**TASK**
Reproduce the entries below, replacing every occurrence of "target" with "object" and leaving all other text unchanged. Omit the pictures from your answer.
-- begin PROVIDED MATERIAL --
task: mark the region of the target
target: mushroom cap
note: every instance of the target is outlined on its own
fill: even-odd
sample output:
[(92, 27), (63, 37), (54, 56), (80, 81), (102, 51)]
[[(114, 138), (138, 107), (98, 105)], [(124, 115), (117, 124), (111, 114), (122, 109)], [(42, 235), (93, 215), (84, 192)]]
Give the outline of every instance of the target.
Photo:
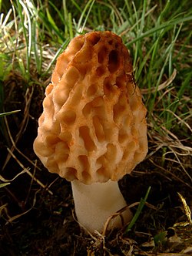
-- end PROVIDED MATERIAL --
**TASK RESULT**
task: mark the region of the object
object: mushroom cap
note: every instance of the object is outlined on its own
fill: even-odd
sample output:
[(92, 27), (63, 37), (54, 56), (80, 81), (102, 51)]
[[(114, 138), (138, 107), (98, 105)], [(124, 115), (117, 124), (111, 114), (122, 109)], [(42, 235), (93, 215), (84, 192)]]
Give the outline of every instance of the object.
Photo:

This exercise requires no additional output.